## EXTRACTED RECORDS

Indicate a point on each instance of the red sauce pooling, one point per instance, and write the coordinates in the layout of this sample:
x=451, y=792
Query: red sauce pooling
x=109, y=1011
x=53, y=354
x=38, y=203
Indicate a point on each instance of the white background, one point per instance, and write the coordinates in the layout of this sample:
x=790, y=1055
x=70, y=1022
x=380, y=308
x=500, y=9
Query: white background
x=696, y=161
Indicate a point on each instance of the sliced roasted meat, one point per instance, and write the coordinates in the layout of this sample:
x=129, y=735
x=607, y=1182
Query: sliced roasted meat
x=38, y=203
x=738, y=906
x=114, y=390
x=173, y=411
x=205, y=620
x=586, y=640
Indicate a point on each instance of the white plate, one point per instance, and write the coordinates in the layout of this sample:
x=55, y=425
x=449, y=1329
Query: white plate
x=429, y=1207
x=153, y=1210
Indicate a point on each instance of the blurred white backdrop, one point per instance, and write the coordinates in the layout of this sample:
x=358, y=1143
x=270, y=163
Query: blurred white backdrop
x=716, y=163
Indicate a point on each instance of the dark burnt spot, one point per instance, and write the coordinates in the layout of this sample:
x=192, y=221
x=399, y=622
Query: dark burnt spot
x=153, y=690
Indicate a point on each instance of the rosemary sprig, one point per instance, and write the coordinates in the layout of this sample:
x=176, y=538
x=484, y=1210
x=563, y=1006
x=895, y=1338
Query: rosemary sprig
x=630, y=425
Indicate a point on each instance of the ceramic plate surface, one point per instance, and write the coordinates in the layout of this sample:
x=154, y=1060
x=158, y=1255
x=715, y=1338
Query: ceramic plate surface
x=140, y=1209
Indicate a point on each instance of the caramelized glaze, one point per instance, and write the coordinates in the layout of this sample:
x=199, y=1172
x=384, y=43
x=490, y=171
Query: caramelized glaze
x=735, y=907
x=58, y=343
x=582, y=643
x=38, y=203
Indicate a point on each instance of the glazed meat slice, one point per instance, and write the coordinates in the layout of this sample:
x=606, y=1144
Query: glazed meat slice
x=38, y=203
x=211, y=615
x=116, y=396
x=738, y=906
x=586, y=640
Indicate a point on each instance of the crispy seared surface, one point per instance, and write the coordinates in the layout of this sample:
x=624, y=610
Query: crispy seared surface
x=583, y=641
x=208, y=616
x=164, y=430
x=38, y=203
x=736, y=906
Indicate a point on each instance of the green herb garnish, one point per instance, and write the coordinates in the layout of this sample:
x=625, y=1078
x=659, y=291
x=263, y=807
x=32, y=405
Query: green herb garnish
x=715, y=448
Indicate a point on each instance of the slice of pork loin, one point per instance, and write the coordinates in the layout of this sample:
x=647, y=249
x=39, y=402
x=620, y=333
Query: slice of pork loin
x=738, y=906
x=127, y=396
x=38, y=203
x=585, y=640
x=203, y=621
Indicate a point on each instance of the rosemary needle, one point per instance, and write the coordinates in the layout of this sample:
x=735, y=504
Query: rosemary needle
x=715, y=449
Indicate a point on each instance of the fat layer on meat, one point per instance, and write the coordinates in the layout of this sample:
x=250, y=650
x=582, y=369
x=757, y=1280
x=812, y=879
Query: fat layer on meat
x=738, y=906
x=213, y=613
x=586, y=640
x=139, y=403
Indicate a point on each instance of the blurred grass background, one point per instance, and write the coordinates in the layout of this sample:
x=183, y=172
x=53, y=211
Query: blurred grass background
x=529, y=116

## WHAT IS NEEDED
Repeat every row above word for word, without changing anything.

## EXERCISE OUTPUT
Indicate a point on each instance of the red sauce pooling, one point per instance, and write the coordinates in the layout of this sample:
x=451, y=792
Query: red sauce pooling
x=109, y=1011
x=53, y=354
x=38, y=203
Indicate a point on each instance of the white background, one point per instance, and write the coordinates in the layout of this sample:
x=790, y=1055
x=70, y=1022
x=380, y=308
x=500, y=9
Query: white background
x=696, y=161
Indicate a point on each instance of the sliced roasted meat, one point per instance, and write the coordinates in the layout of this sample:
x=129, y=735
x=607, y=1182
Query: sliced roasted meat
x=38, y=203
x=738, y=906
x=114, y=390
x=173, y=411
x=205, y=620
x=586, y=640
Indicate a point on each instance of the white plate, one point per instance, and write the coordinates in the layout of this sample:
x=55, y=425
x=449, y=1329
Query: white plate
x=429, y=1207
x=153, y=1210
Indicate a point on each instance of the blurred white backdrop, one point per instance, and write the coordinates in the layout of this sample:
x=358, y=1143
x=270, y=163
Query: blurred white backdrop
x=716, y=163
Indicate a point on each instance of the dark burnt spot, one point per instance, and write the coordinates in the layout of this sample:
x=192, y=221
x=399, y=622
Query: dark burnt spot
x=153, y=690
Indicate a point on each instance of the rosemary sprig, one point per instance, and write the coordinates in the layout of this sample:
x=176, y=538
x=484, y=1210
x=563, y=1006
x=895, y=1338
Query: rosemary sprig
x=630, y=425
Indicate a point on each instance of the ceramic plate surface, one point per instance, and write the coordinates in the layout of this sample:
x=154, y=1060
x=158, y=1255
x=715, y=1338
Query: ceramic plate surface
x=140, y=1209
Indicate a point on each instance of the caramelized glaze, one point per instance, and write the coordinates in the layout of this sample:
x=199, y=1172
x=384, y=43
x=490, y=171
Query: caramelized glaze
x=735, y=907
x=58, y=343
x=582, y=643
x=38, y=203
Indicate a point on each instance of the glazed meat slice, one point per instance, and write the coordinates in the layout of this sample:
x=606, y=1144
Query: glazed meat slice
x=38, y=203
x=211, y=615
x=116, y=396
x=738, y=906
x=586, y=640
Indicate a point on each instance of the crispy seared surface, one point per instance, and write the coordinates in the layout of this sample:
x=624, y=610
Query: crispy seared surface
x=583, y=641
x=208, y=616
x=164, y=430
x=38, y=203
x=736, y=906
Indicate a point on each instance of the green herb garnish, one point per instance, and write the coordinates in the layout of this sample:
x=625, y=1078
x=659, y=291
x=263, y=807
x=32, y=405
Query: green herb garnish
x=715, y=448
Indicate a point on each instance of the slice of pork loin, one point per instance, and write the coordinates in the layout of this sample:
x=647, y=249
x=39, y=402
x=620, y=333
Query: slice of pork loin
x=738, y=906
x=127, y=396
x=38, y=203
x=585, y=640
x=203, y=621
Indicate a point on each instance of the rosemary needle, one point per instance, and write the coordinates in the layout of this sample:
x=735, y=504
Query: rosemary needle
x=715, y=449
Indicate a point on each instance of the fat layer on meat, one point per instance, and write the coordinates in the layout of this sample:
x=250, y=650
x=582, y=369
x=757, y=1280
x=812, y=879
Query: fat layer on meat
x=738, y=906
x=213, y=613
x=586, y=640
x=139, y=403
Indicate a point on each instance of the blurred grass background, one point per instance, and write the coordinates in the layout of this sample:
x=183, y=172
x=53, y=211
Query: blurred grass background
x=529, y=116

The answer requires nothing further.